▶ SHORT EXERCISE:
Rewrite the records from the first line through the line that contains "[0,62,79,397]" as a numbered list, omitting blank lines.

▶ SUPPLIED RECORDS:

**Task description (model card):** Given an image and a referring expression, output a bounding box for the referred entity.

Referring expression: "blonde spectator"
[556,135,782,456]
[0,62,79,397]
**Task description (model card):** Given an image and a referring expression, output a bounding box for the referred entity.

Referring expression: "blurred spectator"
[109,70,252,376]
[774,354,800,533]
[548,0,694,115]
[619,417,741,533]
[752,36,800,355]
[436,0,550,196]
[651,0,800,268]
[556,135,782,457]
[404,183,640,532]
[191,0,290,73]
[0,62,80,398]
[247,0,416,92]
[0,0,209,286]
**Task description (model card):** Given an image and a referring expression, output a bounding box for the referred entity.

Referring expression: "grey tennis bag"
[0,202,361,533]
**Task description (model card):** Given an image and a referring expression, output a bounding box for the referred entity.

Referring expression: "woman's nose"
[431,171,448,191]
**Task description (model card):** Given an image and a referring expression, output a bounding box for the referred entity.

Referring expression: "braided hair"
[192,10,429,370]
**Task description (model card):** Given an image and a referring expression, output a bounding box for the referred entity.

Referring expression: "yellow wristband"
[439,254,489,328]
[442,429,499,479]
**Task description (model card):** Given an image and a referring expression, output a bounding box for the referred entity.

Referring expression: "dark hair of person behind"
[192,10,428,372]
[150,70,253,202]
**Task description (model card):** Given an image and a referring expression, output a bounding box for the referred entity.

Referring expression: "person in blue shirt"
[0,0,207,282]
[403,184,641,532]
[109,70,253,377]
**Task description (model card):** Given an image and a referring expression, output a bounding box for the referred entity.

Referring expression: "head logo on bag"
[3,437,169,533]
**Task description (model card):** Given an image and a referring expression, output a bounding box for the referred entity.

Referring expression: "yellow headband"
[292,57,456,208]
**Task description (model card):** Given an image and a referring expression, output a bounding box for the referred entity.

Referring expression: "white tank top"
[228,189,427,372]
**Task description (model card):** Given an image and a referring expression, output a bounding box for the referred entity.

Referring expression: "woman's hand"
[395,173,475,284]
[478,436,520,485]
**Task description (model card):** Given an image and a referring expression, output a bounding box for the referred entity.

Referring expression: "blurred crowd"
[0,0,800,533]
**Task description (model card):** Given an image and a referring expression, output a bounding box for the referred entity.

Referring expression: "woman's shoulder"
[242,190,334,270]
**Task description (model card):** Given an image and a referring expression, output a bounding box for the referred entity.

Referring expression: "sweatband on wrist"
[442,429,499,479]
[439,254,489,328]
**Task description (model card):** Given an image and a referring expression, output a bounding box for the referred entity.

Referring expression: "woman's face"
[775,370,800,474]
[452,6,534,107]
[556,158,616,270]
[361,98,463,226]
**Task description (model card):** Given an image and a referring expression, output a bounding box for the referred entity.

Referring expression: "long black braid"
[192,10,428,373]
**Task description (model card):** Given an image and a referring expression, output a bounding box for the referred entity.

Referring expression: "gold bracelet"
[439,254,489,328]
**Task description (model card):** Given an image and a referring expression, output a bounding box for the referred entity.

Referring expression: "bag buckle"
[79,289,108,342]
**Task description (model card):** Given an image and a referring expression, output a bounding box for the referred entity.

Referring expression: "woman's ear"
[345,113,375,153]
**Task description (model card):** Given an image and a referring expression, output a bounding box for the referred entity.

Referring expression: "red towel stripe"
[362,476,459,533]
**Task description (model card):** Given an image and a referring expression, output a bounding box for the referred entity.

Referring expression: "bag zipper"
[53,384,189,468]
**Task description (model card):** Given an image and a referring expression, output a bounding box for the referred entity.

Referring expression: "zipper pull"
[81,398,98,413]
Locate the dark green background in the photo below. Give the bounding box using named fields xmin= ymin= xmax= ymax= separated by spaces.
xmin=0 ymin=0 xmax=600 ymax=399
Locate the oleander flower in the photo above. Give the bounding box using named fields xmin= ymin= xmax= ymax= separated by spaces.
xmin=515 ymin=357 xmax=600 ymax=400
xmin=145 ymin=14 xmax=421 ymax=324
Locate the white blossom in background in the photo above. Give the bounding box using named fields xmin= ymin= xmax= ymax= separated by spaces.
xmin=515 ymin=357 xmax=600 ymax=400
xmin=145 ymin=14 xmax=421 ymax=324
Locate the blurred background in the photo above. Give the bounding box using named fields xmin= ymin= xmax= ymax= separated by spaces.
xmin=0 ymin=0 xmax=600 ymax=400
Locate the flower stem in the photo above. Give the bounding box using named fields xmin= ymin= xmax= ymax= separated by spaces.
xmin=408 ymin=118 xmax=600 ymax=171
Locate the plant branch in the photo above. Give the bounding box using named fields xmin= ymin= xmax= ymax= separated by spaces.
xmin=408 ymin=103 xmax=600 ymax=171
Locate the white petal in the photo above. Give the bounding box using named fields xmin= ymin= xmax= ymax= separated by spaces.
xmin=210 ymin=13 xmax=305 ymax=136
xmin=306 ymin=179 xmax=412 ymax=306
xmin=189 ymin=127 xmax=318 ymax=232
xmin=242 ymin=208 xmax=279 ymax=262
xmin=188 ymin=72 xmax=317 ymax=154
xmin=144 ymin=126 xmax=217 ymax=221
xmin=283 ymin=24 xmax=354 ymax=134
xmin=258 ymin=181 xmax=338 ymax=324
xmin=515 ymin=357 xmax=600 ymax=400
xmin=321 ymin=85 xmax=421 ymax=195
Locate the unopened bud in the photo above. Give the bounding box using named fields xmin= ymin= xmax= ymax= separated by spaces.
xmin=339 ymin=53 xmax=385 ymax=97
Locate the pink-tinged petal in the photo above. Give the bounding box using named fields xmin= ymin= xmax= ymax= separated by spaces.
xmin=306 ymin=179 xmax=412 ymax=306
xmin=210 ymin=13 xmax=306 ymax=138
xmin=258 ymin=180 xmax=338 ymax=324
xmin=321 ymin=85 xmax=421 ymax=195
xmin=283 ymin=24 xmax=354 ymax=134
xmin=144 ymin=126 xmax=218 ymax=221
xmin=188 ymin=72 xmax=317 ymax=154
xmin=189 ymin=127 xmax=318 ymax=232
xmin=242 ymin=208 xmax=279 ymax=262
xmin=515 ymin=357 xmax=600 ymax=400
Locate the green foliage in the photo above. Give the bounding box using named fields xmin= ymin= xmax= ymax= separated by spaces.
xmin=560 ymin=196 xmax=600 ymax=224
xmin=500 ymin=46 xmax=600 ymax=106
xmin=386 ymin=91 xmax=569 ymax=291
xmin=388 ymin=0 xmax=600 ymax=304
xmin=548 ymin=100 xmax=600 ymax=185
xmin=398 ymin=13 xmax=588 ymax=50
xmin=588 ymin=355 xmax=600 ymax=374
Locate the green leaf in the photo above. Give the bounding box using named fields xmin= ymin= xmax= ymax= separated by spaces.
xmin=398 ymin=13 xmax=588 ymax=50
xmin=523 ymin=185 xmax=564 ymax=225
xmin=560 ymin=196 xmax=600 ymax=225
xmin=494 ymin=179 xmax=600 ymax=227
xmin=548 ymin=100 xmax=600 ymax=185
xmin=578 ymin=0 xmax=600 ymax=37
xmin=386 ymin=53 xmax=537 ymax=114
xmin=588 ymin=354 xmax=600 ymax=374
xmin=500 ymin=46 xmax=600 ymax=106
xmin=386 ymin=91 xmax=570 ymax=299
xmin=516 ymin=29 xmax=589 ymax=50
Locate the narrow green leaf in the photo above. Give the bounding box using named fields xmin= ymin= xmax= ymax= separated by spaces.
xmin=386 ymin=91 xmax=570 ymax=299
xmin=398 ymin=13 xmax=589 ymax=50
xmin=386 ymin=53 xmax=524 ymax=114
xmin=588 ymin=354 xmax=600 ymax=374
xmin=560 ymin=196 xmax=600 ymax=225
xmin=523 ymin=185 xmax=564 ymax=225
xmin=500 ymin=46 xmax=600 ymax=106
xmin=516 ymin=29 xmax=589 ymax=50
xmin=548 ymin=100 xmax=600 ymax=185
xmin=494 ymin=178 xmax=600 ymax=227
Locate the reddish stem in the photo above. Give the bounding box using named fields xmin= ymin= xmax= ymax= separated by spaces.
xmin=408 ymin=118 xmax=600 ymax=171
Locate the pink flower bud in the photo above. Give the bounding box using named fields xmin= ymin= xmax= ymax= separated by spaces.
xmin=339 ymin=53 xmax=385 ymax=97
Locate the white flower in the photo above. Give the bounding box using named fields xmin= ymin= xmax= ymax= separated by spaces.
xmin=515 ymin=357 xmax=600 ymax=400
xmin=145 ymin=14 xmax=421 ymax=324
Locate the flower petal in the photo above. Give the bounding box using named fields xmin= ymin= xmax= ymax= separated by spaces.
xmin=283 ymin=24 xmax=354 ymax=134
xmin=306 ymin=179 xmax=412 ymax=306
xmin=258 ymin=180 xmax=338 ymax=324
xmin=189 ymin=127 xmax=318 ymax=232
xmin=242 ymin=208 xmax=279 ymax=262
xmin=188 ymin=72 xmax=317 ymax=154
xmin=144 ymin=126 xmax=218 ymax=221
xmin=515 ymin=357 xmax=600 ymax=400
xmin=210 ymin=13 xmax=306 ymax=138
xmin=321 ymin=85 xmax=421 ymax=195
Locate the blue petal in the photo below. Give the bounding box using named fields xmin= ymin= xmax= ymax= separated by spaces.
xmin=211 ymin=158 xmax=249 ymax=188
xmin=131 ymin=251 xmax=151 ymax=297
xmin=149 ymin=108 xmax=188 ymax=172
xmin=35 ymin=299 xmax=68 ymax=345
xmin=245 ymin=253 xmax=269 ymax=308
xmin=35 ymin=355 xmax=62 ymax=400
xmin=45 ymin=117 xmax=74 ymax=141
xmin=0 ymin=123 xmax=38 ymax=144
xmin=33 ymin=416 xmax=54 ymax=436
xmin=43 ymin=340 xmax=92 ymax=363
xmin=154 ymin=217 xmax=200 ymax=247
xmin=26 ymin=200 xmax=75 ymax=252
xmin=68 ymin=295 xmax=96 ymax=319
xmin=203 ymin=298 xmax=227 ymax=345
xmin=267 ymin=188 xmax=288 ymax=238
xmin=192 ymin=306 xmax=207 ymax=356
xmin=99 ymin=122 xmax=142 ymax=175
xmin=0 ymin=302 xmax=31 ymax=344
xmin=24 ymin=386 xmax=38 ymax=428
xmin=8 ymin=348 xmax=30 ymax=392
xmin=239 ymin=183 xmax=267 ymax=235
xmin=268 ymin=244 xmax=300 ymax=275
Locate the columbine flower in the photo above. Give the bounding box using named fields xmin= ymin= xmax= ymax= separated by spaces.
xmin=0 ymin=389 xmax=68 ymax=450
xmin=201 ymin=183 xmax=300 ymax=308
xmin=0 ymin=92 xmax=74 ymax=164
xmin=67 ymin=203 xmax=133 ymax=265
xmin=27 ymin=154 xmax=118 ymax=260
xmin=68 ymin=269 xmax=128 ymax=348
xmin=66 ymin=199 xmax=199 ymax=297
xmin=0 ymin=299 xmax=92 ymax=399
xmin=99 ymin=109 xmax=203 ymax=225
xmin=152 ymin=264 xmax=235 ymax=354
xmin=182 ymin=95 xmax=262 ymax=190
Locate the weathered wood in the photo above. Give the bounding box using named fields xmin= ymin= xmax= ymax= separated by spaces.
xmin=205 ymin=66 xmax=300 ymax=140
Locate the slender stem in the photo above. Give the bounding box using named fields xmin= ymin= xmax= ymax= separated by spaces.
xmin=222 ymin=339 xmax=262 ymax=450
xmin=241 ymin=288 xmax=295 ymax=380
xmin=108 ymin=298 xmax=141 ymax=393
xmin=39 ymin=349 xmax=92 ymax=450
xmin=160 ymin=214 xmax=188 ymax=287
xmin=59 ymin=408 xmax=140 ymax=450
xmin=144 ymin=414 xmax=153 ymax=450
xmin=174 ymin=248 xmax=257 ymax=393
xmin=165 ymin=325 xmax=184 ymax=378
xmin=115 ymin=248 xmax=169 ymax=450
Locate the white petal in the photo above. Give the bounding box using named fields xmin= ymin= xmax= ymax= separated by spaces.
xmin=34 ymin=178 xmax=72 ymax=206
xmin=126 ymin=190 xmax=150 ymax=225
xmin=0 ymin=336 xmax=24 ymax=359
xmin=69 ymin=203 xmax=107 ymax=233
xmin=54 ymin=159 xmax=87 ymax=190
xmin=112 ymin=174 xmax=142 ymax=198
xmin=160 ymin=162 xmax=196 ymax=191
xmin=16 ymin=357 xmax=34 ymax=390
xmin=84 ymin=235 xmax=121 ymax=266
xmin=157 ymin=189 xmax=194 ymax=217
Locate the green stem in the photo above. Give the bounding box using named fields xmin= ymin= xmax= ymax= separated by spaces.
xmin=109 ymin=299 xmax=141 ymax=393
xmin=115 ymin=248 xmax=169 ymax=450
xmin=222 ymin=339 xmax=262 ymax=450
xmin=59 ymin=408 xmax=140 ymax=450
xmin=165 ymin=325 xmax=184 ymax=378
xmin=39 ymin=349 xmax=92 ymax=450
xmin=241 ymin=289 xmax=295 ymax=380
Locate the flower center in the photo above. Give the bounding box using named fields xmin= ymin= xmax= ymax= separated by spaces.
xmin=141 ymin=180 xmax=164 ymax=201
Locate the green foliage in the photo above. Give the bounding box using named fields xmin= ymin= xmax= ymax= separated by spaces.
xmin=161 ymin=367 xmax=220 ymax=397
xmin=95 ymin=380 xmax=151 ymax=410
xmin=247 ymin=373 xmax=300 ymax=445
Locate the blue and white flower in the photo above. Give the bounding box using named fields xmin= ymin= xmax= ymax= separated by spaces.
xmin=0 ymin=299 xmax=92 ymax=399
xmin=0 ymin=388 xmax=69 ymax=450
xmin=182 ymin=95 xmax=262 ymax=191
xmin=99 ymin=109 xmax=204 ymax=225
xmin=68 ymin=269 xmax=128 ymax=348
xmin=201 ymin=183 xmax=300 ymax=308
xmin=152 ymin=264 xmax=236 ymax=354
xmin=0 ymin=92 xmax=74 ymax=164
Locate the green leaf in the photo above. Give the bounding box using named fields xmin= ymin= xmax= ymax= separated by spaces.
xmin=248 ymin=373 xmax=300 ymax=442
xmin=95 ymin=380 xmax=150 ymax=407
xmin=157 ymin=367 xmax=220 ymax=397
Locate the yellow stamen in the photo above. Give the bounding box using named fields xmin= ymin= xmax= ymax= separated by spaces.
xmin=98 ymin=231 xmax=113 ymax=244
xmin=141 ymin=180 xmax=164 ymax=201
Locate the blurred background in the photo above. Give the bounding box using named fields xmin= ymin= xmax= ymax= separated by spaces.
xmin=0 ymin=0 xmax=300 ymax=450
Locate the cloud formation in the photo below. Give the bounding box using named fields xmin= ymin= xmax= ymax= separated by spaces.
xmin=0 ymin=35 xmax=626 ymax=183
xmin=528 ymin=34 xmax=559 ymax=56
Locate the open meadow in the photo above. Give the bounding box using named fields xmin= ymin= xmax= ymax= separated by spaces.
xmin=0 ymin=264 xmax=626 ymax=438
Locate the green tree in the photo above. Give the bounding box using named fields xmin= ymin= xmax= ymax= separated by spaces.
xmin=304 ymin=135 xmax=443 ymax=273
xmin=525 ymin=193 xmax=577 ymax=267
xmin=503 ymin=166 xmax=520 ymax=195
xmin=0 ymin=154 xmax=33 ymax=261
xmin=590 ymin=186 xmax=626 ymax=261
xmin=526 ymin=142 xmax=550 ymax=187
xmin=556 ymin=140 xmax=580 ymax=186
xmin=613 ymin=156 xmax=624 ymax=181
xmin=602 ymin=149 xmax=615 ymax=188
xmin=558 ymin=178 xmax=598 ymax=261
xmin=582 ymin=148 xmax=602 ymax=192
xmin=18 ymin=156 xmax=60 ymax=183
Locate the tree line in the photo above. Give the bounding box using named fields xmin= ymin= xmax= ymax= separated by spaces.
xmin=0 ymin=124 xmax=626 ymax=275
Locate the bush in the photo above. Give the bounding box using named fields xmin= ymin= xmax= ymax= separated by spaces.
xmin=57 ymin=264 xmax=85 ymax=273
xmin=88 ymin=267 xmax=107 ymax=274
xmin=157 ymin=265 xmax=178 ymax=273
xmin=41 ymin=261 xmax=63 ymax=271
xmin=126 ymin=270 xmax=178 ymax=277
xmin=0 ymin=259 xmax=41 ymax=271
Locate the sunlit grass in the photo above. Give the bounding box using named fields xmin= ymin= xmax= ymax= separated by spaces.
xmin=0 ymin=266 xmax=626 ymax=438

▶ WRITTEN ANSWER:
1. **Task description (model card):** Given an image and a referring expression, output a bounding box for the referred entity.
2. Referring expression: "blonde spectator"
3. [556,135,782,456]
4. [0,62,79,397]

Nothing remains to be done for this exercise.